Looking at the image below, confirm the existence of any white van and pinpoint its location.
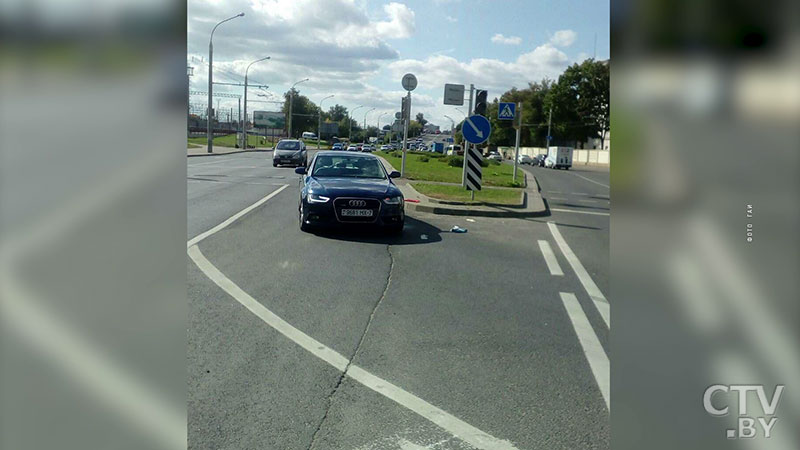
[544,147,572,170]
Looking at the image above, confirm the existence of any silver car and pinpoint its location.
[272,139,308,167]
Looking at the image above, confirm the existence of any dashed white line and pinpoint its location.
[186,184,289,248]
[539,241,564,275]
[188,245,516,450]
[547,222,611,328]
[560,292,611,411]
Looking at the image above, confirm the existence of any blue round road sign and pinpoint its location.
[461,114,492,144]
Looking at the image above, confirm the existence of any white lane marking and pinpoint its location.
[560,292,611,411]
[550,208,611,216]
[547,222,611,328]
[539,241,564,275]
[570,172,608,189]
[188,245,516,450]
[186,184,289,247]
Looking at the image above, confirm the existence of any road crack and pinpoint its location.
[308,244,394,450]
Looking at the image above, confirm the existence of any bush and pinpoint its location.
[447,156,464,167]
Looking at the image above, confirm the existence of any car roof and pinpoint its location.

* * *

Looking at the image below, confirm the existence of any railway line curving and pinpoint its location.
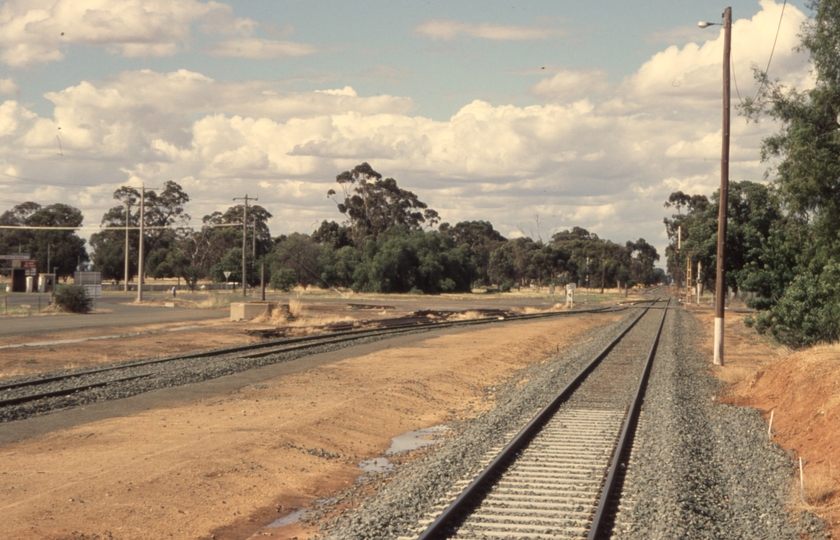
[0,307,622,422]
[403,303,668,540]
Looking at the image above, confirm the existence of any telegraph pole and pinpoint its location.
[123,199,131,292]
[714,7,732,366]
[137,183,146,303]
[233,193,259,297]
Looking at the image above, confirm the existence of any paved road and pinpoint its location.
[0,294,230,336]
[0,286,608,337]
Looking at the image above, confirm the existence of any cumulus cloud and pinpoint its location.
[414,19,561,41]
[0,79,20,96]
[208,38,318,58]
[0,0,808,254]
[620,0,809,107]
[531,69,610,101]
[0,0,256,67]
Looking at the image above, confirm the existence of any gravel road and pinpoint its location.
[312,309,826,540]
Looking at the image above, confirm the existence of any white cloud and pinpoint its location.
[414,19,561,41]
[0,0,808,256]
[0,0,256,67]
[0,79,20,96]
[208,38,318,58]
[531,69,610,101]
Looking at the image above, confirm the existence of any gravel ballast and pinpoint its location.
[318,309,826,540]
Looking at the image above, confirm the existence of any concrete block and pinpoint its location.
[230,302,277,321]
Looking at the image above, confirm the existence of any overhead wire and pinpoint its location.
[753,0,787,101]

--- TASK DIRECTIONS ---
Copy the rows above from the line with "Looking at the image below, confirm the existence of any white" to the line with "Looking at the image above, confirm the existence of any car", including both of those lines, and leave the pictures out of your copy.

--- OUTPUT FOR THIS TASK ---
Looking at the image below, confirm the existence of any white van and pinpoint its location.
[544,147,572,170]
Looking at the image above, confirm the existence of any silver car and pinpoint its location.
[272,139,308,167]
Looking at the image above, confirm the existence of any dashed white line and pinpoint its location.
[186,184,289,248]
[539,241,564,275]
[188,245,516,450]
[547,222,611,328]
[560,292,611,411]
Looking at the image above, confirm the existence of any blue round road sign and pinpoint its location.
[461,114,492,144]
Looking at the image above, confirm the existence of any white lane marking and pinpoint its location.
[560,292,611,411]
[550,208,611,216]
[547,222,611,328]
[539,241,564,275]
[570,172,608,189]
[188,245,516,450]
[186,184,289,247]
Looking at the image above, confirm the existence of any road crack and pinpoint its location.
[308,244,394,450]
Looking at the image above, confirm the existence of any bush and pinpoint its location.
[447,156,464,167]
Looking at the image above, confirm the existence of any car roof and pinpoint its location.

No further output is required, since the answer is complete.